- [EXERCISE INSTRUCTIONS]: Reproduce each line from the records that holds "pole".

== Segment start ==

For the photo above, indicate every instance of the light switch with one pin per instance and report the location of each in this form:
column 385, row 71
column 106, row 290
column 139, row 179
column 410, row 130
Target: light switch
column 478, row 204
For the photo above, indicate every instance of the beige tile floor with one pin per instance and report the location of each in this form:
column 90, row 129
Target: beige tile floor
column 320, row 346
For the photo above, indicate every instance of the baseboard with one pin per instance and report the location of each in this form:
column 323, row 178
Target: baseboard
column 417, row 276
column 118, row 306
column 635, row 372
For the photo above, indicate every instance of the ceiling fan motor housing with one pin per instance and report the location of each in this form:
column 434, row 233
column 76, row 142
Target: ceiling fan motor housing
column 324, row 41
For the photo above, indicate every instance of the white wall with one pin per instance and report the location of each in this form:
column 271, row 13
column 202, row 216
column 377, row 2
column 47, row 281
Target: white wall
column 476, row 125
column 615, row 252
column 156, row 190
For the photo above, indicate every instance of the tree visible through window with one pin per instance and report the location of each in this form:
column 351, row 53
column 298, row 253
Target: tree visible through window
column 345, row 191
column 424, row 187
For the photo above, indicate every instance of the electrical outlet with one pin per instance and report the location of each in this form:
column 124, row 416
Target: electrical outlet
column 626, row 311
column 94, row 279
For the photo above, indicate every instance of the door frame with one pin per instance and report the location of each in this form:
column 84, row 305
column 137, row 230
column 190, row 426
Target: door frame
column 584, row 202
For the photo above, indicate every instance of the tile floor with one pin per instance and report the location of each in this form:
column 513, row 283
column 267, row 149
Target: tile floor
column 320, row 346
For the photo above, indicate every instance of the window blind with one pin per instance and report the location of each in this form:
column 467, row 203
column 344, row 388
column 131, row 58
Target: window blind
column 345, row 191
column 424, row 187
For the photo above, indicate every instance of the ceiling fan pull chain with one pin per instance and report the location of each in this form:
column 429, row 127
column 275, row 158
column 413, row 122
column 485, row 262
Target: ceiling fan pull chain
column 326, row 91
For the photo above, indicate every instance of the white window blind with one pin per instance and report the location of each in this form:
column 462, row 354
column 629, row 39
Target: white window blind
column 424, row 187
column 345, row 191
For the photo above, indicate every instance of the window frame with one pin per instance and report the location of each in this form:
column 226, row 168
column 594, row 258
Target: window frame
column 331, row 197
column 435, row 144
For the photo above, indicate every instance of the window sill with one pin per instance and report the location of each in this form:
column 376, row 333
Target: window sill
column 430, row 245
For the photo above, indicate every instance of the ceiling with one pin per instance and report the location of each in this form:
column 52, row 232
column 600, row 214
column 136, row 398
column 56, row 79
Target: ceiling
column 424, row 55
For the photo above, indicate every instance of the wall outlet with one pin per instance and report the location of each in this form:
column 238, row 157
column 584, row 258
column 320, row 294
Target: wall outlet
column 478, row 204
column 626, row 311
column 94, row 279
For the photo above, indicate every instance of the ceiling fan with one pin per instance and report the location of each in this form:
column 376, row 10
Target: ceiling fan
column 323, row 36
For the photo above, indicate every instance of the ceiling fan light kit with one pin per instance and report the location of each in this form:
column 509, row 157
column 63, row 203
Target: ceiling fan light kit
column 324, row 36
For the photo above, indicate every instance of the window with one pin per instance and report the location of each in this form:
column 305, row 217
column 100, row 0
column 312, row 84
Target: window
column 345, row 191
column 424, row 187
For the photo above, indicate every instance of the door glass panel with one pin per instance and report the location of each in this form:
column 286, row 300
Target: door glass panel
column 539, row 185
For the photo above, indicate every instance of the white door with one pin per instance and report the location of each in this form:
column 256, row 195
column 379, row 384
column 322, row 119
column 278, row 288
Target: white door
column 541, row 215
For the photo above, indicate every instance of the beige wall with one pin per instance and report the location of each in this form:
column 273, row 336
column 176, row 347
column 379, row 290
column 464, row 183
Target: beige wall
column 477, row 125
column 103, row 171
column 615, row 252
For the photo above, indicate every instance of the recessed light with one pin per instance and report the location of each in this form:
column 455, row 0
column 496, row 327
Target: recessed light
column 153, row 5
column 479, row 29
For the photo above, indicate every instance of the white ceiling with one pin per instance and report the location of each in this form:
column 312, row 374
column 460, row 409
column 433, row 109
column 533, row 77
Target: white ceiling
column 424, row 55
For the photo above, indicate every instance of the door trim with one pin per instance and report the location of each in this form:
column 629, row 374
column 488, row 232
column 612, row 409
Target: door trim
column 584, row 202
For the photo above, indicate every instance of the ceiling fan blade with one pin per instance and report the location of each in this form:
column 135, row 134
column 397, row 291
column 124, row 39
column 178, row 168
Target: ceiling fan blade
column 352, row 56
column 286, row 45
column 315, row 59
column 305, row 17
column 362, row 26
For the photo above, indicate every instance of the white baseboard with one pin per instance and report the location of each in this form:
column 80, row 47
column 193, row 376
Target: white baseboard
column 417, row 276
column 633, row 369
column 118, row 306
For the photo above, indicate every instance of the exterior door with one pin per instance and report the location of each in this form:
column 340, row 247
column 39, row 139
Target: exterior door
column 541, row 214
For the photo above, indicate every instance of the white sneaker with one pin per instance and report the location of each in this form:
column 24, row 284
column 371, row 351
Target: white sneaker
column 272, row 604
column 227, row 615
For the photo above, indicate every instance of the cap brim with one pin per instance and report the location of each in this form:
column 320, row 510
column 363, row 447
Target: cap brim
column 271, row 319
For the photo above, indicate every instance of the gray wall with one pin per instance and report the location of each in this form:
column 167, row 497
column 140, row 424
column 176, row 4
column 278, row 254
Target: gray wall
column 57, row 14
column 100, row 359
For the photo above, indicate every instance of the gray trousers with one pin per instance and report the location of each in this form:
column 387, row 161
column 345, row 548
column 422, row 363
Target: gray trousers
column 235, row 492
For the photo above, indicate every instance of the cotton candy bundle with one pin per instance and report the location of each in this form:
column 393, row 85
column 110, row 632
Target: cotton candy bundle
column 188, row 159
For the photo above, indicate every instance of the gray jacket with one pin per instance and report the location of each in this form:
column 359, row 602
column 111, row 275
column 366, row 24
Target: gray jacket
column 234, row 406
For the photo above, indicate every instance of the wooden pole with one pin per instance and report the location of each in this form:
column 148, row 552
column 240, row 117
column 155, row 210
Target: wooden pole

== Segment end ==

- [WRITTEN ANSWER]:
For the photo above, indicate every instance of the wooden pole with one pin per instance and report the location of each in this form:
Target: wooden pole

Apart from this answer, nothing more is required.